Your goal
Extend the Distributed Family Tree blog post below, starting right after its final sentence.
===== Selected text =====
Enabling the Distributed Family Tree

This is the official research blog for the Distributed Family Tree, an open network of genealogical data and metadata.  In a nutshell, the big idea is that we can combine all available genealogical information on the Internet into a single distributed network.  The foundation for this network is the substance of the Master's Thesis that I am currently working on.

Search Disclaimer

After the last few posts on the new search, I think it’s appropriate to mention that the purpose of all this is not to create the ultimate genealogy search engine.  Others are tackling that beast, and more power to them.  If I wanted to get in on that action, I would have written a search engine that crawls PGV websites and lets users search from their web browser, rather than writing a plug-in for a client application that searches PGV websites one-by-one.  I hope that someone does put up a web server that does that (soon? please?), and that they or someone else provides a plug-in that accesses it so that Genesis can perform a single search instead of many.  But searching the PGV websites one-by-one serves my purpose just fine.
===== Record excerpts =====
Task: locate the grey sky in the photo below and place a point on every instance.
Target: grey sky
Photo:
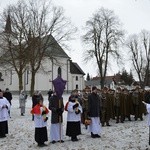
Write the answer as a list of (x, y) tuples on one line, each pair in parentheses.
[(134, 15)]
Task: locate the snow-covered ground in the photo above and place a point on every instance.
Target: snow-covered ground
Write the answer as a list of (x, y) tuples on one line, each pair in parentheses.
[(130, 135)]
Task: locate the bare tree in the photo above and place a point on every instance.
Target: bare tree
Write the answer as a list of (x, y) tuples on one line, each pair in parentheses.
[(103, 36), (13, 55), (39, 25), (139, 47)]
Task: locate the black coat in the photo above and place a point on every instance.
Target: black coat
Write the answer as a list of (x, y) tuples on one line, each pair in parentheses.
[(56, 116), (8, 96), (93, 105)]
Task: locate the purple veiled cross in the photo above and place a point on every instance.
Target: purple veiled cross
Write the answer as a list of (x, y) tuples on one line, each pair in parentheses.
[(59, 86)]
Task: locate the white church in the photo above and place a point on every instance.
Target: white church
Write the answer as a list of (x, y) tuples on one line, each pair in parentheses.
[(61, 64)]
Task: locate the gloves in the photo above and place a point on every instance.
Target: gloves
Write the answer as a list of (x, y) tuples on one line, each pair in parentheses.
[(59, 111), (75, 106), (43, 112), (78, 111)]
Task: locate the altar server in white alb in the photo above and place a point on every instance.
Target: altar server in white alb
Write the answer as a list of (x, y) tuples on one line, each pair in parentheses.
[(74, 110), (40, 119), (4, 115)]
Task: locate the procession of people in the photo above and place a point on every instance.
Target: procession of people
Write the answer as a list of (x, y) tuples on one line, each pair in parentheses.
[(97, 106)]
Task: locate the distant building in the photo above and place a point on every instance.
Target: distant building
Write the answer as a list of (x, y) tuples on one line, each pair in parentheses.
[(60, 64), (110, 81)]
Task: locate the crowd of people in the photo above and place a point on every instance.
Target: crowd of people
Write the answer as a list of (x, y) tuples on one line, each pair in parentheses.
[(93, 108)]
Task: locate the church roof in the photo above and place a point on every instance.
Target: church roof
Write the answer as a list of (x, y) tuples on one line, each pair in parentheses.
[(75, 68), (54, 49)]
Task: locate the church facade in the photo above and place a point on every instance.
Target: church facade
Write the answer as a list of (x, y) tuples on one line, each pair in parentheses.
[(60, 64)]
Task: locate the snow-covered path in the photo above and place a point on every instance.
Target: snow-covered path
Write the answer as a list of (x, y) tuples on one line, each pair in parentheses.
[(130, 135)]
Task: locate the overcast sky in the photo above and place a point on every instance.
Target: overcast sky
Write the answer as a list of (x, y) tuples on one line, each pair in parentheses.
[(134, 15)]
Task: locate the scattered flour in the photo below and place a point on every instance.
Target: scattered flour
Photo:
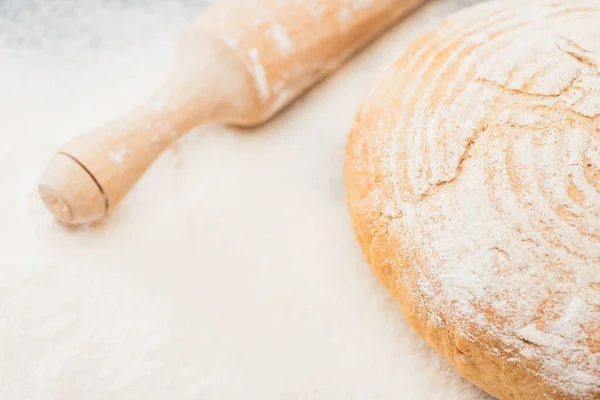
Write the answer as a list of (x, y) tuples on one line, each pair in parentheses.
[(230, 272)]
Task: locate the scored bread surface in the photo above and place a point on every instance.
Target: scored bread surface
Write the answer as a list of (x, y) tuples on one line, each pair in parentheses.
[(473, 183)]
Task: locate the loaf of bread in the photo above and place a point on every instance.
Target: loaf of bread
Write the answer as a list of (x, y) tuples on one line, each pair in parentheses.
[(473, 183)]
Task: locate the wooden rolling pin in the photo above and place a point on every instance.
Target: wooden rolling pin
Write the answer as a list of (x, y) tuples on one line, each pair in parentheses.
[(240, 63)]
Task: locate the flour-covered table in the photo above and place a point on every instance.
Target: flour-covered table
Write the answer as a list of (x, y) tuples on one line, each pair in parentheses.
[(231, 271)]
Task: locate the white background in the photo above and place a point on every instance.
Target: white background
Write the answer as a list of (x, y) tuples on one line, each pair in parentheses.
[(231, 271)]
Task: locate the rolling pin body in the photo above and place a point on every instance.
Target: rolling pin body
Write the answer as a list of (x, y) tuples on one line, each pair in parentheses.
[(239, 63)]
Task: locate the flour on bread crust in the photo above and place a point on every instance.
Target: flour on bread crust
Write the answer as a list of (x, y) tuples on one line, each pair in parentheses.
[(473, 182)]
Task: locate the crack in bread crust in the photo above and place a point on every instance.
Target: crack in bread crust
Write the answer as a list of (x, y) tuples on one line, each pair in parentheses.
[(473, 184)]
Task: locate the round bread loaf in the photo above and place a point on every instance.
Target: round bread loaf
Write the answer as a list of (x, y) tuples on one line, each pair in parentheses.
[(473, 183)]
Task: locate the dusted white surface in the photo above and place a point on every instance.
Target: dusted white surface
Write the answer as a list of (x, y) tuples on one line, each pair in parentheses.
[(231, 271)]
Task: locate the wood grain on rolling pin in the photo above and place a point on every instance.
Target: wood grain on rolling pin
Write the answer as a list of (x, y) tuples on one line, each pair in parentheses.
[(288, 46), (239, 63)]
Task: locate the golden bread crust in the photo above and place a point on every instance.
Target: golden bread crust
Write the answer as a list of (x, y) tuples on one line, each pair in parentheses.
[(473, 184)]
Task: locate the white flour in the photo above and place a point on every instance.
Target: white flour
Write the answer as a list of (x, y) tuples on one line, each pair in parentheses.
[(230, 272)]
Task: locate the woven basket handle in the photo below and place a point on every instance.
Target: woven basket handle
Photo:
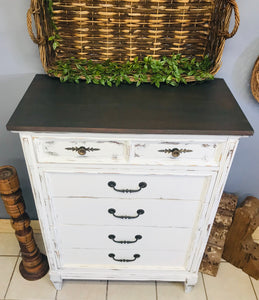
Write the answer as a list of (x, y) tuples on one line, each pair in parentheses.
[(234, 6), (33, 11)]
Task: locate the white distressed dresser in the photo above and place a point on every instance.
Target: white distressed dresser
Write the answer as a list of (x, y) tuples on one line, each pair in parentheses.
[(127, 180)]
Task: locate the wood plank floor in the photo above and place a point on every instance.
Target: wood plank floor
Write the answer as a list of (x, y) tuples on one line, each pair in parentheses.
[(230, 283)]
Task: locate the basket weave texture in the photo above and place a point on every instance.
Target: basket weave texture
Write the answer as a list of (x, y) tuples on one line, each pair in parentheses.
[(121, 30)]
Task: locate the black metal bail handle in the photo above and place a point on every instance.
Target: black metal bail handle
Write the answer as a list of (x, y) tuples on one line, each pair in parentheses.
[(112, 211), (112, 255), (113, 237), (141, 185)]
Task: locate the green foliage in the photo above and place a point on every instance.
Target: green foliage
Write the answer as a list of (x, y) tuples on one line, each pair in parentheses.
[(169, 70), (55, 37)]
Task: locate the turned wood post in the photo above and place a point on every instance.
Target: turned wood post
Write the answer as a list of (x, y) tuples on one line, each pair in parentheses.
[(34, 265)]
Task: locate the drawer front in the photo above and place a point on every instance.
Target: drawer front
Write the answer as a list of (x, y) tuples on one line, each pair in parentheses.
[(134, 238), (98, 258), (177, 153), (185, 186), (79, 150), (85, 211)]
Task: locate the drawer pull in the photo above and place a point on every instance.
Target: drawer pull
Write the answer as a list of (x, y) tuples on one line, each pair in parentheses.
[(175, 151), (112, 211), (113, 237), (112, 255), (82, 150), (112, 184)]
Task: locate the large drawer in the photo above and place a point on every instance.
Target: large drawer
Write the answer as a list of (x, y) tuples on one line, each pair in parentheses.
[(185, 185), (87, 211), (79, 150), (134, 238), (100, 258), (190, 153)]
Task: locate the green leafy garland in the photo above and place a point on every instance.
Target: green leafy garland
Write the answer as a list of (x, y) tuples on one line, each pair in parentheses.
[(170, 70)]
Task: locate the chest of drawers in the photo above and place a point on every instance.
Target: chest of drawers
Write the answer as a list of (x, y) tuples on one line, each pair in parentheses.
[(124, 202)]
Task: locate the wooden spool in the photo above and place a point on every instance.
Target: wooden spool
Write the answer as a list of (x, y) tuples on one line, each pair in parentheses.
[(215, 246), (34, 265), (240, 248), (255, 80)]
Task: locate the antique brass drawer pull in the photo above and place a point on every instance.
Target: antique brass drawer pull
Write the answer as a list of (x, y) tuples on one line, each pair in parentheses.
[(175, 151), (82, 150), (112, 211), (141, 185), (112, 255), (113, 237)]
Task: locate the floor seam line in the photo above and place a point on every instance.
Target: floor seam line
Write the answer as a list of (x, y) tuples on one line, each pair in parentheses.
[(204, 287), (253, 287), (106, 294)]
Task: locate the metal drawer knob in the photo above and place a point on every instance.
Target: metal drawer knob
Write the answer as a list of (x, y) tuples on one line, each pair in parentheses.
[(112, 211), (141, 185), (82, 150), (175, 151), (113, 237), (112, 255)]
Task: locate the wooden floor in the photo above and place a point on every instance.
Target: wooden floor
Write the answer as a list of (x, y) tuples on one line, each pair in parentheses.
[(230, 283)]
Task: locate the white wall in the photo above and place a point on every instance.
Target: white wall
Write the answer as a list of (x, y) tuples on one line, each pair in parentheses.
[(19, 61)]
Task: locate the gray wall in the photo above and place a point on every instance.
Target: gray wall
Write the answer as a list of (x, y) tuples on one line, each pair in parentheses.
[(19, 61)]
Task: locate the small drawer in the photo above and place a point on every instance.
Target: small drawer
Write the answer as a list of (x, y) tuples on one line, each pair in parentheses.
[(177, 153), (126, 212), (97, 258), (134, 238), (79, 150), (185, 186)]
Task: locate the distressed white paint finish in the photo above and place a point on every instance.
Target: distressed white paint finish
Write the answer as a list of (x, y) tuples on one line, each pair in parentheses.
[(88, 257), (97, 237), (180, 201), (81, 183), (60, 150), (161, 213), (194, 153)]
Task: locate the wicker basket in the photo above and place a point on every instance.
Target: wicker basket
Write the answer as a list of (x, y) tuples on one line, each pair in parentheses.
[(121, 30)]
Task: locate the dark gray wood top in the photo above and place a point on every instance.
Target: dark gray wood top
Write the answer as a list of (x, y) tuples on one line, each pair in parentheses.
[(203, 108)]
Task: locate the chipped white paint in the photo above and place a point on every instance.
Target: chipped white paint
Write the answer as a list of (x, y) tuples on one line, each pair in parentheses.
[(180, 201)]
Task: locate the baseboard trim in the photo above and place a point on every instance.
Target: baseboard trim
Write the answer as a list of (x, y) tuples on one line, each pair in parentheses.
[(5, 226)]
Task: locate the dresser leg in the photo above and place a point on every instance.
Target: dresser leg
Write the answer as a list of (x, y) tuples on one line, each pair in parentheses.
[(188, 287), (56, 279), (34, 265), (190, 283)]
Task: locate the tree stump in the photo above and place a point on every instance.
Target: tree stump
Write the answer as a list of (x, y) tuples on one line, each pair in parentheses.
[(34, 265), (215, 246), (240, 248)]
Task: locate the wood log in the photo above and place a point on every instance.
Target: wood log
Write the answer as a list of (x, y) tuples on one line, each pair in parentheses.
[(240, 249), (215, 246), (34, 265)]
=====
Response area
So what is that purpose?  To patch up all the independent genealogical trees out there into one distributed family tree (see the title of this blog, up there at the top of this page).  These improvements to search, particularly the Lucene index I mentioned yesterday, allow Genesis to take a given indiviudal and ask, “Are there any other individuals out there that are similar to this one?”  Using the index, a list of candidates in order of decreasing likelihood can be quickly returned, the most likely of which can be scrutinized in greater detail to find potential matches.  The user then has the ability to confirm, reject, or punt on suggested matches, implicitly forging links between hitherto independent genealogical trees.  These links will be stored directly on participating websites (PGV already provides a mechanism for this), as well as on third-party servers where websites do not provide a mechanism.

And what’s so great about that?  For users navigating participating websites through a web browser, they will see links on individual and family tree pages that lead to additional information and connections on other sites.  For those using Genesis or any other potential application that may come along (whether it be a client application, a website, a mashup, or what-have-you) users will be able to navigate a seamless family tree, with information coming from any number of sites and aggregated according to a user-specified trust policy.  That will be really neat, but when autonomous agents get to work on that network… well, you ain’t seen nothin’ yet.